Defiance In The Land Of The Free
Published by MAC on 2006-04-23Source: The Sunday Times Magazine
Defiance in the land of the free
The Sunday Times Magazine http://www.timesonline.co.uk/article/0,,2099-2142374.html
23th April 2006
A Native American woman is at war with the US. For 30 years she's been fighting to keep her ancestral land and now the United Nations is on her side. Report by Nicola Graydon
The government came for the horses at dawn. It was spring 2003 and it was foaling season. A helicopter flew low over Pine Valley, herding them to corrals. Some prematurely gave birth, others were trampled. Armed federal agents stood by. By the end of the day, over 500 horses were taken to be auctioned off to a local rancher. Not long afterwards some 50 carcasses were dumped the horses had starved to death.
Carrie Dann, a diminutive Western Shoshone grandmother who owned the horses, refuses to talk about it. "Indians love horses," is all she'll say. But she thinks it caused the death of her sister, Mary, who died last April. "After that," she says, "Mary went down real fast."
The 2003 round-up was the fourth military-style operation in one of the longest-running land disputes in the history of America. For over 30 years, Carrie and Mary Dann have fought the US government for Western Shoshone rights to 60 million acres of land that stretch through Nevada into neighbouring states. Until now, the harassment has hardly scratched the conscience of America, but that might be about to change.
In March, in an unprecedented document, the UN demanded that the US government halt all actions against the Shoshone and find a solution acceptable to them and in accordance with their rights. This landmark decision could force the government to transform antiquated federal Indian law. And if it does it will be in no small part down to the Dann sisters.
What she lacks in physical stature she barely scrapes 5ft Carrie Dann makes up for in presence and sheer bloody-mindedness. Her face is weathered by decades in the saddle and a 20-a-day habit and her swearing doesn't endear her to government officials. "The Indian wars ain't over yet," she says fiercely. "They're still happening here and now." But, despite her defiance, she admits she's still afraid the US government will confiscate her ranch to pay outstanding fines for disputed grazing fees.
The Dann ranch isn't much to look at. A single-story rambling clapboard house, it's surrounded by tall cottonwood trees and rusting wrecks. Uncle Clifford, who famously threatened to douse himself in gasoline when the "feds" first confiscated the family livestock in the early 1990s, earning nine months in state prison as a result, lives in a trailer in the garden. He's now profoundly deaf. Carrie's severely disabled son is playing in the cabin of a tractor in the front yard.

**Using the information:**
1 > Answer from the report on the Dann sisters:
(a) How many horses were taken in the spring 2003 round-up?
(b) When did Mary Dann die?
(c) How many acres of land are the Dann sisters fighting for?
2 > Write the next paragraph of the report on the Dann sisters, picking up after its final sentence.
Nothing in the items is needed.

**Supplied entries:**

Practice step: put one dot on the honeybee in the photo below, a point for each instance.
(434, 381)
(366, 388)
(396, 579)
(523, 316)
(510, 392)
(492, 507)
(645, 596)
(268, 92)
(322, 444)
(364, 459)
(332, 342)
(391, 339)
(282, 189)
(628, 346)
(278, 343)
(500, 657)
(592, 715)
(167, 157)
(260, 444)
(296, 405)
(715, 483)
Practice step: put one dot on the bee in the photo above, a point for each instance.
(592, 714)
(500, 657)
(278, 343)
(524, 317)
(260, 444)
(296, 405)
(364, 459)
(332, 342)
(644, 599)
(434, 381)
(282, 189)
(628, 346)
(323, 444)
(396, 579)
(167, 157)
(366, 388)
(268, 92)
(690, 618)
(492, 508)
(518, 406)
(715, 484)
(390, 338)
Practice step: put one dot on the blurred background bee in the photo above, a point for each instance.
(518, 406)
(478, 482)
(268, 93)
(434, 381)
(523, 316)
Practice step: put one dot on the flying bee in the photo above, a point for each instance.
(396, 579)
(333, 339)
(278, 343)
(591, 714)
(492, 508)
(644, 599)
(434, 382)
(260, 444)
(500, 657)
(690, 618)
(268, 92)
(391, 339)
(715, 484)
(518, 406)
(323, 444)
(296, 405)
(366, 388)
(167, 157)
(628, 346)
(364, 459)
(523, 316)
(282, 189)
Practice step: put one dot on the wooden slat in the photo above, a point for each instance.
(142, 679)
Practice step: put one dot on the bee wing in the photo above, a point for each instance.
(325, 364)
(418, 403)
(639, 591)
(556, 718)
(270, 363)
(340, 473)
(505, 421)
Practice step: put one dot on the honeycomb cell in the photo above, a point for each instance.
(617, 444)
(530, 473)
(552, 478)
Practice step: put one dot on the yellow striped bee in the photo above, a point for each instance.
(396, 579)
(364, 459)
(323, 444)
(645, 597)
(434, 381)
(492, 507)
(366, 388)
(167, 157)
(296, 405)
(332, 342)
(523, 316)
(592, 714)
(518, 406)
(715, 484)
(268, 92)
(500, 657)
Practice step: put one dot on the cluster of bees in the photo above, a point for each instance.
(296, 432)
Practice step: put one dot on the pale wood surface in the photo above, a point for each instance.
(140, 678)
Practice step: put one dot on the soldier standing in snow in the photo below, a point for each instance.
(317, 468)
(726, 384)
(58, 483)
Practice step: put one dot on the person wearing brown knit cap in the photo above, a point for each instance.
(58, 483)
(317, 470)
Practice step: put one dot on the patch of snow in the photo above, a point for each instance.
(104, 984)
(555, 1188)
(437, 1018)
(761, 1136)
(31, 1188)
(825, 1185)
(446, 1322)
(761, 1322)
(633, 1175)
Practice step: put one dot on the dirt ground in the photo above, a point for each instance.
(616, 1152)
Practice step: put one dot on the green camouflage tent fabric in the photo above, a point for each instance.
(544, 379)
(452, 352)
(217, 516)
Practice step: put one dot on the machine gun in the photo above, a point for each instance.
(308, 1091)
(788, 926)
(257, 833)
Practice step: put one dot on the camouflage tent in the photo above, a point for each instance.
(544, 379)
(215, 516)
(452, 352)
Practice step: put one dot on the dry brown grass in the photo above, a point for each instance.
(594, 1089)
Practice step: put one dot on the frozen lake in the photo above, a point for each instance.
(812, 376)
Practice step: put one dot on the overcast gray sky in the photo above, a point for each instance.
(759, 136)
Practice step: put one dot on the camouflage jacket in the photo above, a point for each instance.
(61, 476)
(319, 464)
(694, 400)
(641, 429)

**Per-task answers:**
1 >
(a) Over 500.
(b) Last April.
(c) 60 million acres.

2 >
Panes of glass have been replaced by cardboard and there's no central heating. Cooking is done on a wood-burning stove. The only things that place the ranch in the 21st century are the solar panels that replaced the generator last year. But Carrie doesn't care about home comforts. Her grandmother, she tells me proudly, never had a bed. Anyway, the land is all that matters. "We've been here since time immemorial," she says, as we make our way to a small dam to catch brown trout for dinner. "I was born here and this is where I'll die, whatever the government says."
The ranch is dwarfed by the Nevada landscape. Crescent Valley stretches away from it for miles like a vast carpet of desert shrubs and wild flowers.
To the naked eye, it's a vast plain of nothing much but the ranch is on some of the most expensive real estate in the world. Carrie Dann is, quite literally, sitting on a gold mine.
Just down the road, the Carlin Trend, discovered in the 1960s, is the second largest gold depository in the world after Witwatersrand in South Africa, but the entire state is covered with open pits. Mining has always been Nevada's raison d'etre. There was a lull at the beginning of the 20th century; silver ran out and gold was yet to be discovered so the state legalised divorce, gambling and prostitution. But today nearly 10% of the world's production of gold ? over half of US production comes from Nevada.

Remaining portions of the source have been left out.